- _Objective_: Repeat verbatim every line of the records from the very first one down to and including the line containing "[[241, 191]]".

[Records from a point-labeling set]
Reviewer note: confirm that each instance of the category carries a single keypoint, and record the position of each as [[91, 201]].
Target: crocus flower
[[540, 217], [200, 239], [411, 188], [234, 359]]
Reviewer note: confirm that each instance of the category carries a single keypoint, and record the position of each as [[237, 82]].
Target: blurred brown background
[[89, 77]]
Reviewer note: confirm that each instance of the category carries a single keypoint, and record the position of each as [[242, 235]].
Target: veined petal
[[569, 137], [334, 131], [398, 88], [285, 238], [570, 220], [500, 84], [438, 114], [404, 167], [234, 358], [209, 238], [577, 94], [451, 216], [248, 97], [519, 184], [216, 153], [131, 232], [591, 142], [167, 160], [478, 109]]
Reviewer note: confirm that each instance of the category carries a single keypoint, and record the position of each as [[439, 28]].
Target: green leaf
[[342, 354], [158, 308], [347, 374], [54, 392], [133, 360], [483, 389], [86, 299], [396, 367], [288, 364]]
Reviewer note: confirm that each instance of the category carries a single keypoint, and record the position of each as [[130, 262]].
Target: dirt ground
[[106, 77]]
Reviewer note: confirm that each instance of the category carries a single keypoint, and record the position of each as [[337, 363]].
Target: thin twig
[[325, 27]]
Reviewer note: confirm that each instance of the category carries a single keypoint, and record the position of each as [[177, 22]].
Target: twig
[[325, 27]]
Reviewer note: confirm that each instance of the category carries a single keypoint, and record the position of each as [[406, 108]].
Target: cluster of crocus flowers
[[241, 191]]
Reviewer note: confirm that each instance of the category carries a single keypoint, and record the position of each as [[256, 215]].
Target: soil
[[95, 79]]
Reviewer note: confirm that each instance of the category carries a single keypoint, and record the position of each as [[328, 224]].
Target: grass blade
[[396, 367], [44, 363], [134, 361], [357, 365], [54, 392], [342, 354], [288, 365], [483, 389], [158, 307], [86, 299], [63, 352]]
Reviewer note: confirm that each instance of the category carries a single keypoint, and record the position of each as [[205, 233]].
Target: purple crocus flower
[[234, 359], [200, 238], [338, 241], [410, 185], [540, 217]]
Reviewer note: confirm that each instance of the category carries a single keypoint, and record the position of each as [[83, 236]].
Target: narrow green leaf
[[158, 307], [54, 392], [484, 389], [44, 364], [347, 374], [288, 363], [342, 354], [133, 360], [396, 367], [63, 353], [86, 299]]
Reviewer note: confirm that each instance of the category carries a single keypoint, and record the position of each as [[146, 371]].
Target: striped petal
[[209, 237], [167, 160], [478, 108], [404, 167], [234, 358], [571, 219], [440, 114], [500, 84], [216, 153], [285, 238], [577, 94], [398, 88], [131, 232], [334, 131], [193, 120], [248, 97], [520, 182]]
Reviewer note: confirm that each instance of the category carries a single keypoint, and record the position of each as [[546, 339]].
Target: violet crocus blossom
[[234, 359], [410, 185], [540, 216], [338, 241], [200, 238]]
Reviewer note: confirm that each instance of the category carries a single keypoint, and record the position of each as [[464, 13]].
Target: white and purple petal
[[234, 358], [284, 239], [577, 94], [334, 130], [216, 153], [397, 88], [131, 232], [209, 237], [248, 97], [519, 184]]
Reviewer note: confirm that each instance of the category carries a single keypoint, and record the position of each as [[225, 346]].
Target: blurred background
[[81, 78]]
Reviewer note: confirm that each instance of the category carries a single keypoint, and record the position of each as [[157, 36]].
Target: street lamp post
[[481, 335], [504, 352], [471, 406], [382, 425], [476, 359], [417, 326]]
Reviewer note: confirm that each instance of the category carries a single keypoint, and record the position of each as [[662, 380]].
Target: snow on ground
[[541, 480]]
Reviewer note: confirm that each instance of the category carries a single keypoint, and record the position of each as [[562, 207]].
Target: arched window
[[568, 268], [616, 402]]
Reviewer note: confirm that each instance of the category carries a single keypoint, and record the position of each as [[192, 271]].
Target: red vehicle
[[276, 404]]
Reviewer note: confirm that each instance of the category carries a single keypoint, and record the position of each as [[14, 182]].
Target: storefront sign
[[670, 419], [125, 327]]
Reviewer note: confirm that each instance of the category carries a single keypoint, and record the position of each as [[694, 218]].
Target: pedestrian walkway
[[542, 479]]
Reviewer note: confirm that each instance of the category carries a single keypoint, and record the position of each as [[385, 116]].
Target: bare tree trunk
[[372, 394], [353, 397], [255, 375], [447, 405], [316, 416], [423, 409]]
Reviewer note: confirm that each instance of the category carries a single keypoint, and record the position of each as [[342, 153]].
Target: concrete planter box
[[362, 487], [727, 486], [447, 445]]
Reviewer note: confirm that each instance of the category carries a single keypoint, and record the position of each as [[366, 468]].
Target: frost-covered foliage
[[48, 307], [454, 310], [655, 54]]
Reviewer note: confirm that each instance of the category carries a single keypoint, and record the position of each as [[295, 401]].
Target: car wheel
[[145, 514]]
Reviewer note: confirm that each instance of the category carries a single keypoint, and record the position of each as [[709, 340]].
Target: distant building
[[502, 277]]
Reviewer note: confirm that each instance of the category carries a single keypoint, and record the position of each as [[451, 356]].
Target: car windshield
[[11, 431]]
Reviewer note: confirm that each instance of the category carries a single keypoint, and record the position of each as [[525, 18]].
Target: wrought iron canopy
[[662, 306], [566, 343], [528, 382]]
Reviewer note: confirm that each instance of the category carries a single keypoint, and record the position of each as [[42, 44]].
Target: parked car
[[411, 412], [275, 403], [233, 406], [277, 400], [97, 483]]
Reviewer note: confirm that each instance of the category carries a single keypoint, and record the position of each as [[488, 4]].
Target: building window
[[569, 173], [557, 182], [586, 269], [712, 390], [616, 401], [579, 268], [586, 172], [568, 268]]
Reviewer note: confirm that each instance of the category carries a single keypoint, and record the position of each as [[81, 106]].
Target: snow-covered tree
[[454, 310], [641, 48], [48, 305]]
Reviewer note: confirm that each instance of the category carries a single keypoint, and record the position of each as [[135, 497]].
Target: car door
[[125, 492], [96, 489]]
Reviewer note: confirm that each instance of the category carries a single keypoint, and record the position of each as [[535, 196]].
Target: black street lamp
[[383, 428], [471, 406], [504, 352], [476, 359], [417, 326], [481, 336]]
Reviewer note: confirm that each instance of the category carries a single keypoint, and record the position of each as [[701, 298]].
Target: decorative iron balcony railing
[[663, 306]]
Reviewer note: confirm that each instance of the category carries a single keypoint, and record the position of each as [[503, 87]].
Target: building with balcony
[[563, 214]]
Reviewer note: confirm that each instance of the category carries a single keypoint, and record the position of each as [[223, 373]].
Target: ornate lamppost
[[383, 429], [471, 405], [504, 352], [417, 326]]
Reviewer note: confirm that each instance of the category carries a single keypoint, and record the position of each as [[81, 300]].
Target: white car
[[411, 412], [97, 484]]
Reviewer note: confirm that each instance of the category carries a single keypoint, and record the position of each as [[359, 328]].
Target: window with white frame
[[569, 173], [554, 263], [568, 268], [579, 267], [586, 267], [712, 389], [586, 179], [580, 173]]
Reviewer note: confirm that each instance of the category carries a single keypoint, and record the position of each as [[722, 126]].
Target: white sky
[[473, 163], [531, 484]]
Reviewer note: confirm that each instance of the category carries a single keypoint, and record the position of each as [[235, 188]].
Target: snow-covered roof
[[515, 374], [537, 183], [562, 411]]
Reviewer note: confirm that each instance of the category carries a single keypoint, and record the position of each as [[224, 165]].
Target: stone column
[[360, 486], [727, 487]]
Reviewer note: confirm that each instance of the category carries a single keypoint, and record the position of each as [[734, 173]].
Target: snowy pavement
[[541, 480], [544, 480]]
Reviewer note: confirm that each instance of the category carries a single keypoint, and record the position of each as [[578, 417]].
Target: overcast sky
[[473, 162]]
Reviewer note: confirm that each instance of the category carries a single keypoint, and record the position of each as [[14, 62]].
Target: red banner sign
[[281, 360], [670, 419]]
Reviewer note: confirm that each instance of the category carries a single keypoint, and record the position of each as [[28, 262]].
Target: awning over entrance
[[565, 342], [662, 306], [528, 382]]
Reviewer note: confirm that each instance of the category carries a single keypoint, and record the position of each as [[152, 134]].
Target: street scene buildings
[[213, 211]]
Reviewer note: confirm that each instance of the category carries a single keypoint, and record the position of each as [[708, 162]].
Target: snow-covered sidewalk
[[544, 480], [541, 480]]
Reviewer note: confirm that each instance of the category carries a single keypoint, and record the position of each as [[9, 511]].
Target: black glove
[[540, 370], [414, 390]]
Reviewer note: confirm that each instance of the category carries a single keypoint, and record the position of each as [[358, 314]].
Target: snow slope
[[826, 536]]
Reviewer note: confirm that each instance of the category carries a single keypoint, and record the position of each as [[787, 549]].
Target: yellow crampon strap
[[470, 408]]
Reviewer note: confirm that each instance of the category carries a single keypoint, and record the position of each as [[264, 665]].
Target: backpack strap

- _Task solution_:
Reviewer note: confirm that each instance of the category carries a single keypoint, and record the position of each as [[91, 201]].
Target: crocus flower
[[540, 217], [200, 239], [411, 188], [234, 359]]
Reviewer note: confirm that each instance of the category carries a single keypoint, and record the position of each as [[237, 82]].
Target: blurred brown background
[[89, 77]]
Reviewer note: confirm that each instance of the category carries a single keypoint, and record the position of each as [[242, 235]].
Target: veined petal
[[569, 137], [334, 131], [398, 88], [285, 238], [570, 220], [500, 84], [438, 114], [404, 167], [234, 358], [209, 238], [577, 94], [451, 216], [248, 97], [519, 184], [216, 153], [131, 232], [591, 142], [167, 160], [478, 109]]
Reviewer note: confirm that each instance of the category carries a single keypoint, and record the position of each as [[439, 28]].
Target: green leaf
[[342, 354], [158, 308], [347, 374], [54, 392], [133, 360], [483, 389], [86, 299], [396, 367], [288, 364]]
Reviewer note: confirm that each instance of the category carries a single keypoint, and record the position of each as [[130, 262]].
Target: dirt ground
[[106, 77]]
Reviewer note: confirm that each instance of the category carries a single keypoint, and record the position of each as [[337, 363]].
Target: thin twig
[[325, 27]]
Reviewer note: confirm that each instance of the category carries a single keypoint, and record the position of each as [[177, 22]].
Target: twig
[[325, 27]]
Reviewer note: confirm that each instance of the category carries a single keypoint, and record the position of each as [[406, 108]].
Target: cluster of crocus flowers
[[241, 191]]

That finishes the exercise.